Page excerpt:
────────────────────

The `smiles_to_graph` function takes in a SMILES string as input, converts it into an RDKit molecule object, and then returns the input as a DGL graph object. 



In [13]:
def smiles_to_graph(smiles_string):
    """
    Converts SMILES string to graph Data object
    INPUT: SMILES string (str)
    OUTPUT: graph object
    """

    # Convert input into an RDKit molecule object
    mol = Chem.MolFromSmiles(smiles_string)

    
    # Create an adjacency matrix
    adjacency_matrix = np.asmatrix(Chem.GetAdjacencyMatrix(mol))
    # num_nodes = len(adjacency_matrix)
    # Keep only connected nodes 
    nz_adj_matrix = np.nonzero(adjacency_matrix)
    # edge_list = [ ]
    src = []
    dst = []

    for i in range(nz_adj_matrix[0].shape[0]):
      src.append(nz_adj_matrix[0][i])
      dst.append(nz_adj_matrix[1][i])

    graph = dgl.graph((src, dst))
    bidirected_graph = dgl.to_bidirected(graph)

    return bidirected_graph

Here are two examples demonstrating the DGL graph representation of a given SMILES string.

────────────────────

Requirements:
1. Which variable names does the smiles_to_graph code excerpt assign with "=" inside the function body? Skip lines that are commented out.
2. In the smiles_to_graph code excerpt, what call turns the SMILES string into an RDKit molecule object?
3. Translate this sentence from the page excerpt into Spanish: "The `smiles_to_graph` function takes in a SMILES string as input, converts it into an RDKit molecule object, and then returns the input as a DGL graph object."

Data excerpt:
────────────────────

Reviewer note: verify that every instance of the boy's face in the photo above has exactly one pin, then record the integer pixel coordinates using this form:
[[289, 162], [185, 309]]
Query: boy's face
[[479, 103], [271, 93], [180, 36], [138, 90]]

────────────────────

Solved problems:
1. mol, adjacency_matrix, nz_adj_matrix, src, dst, graph, bidirected_graph

2. Chem.MolFromSmiles(smiles_string)

3. La función `smiles_to_graph` recibe una cadena SMILES como entrada, la convierte en un objeto de molécula de RDKit y luego devuelve la entrada como un objeto de grafo de DGL.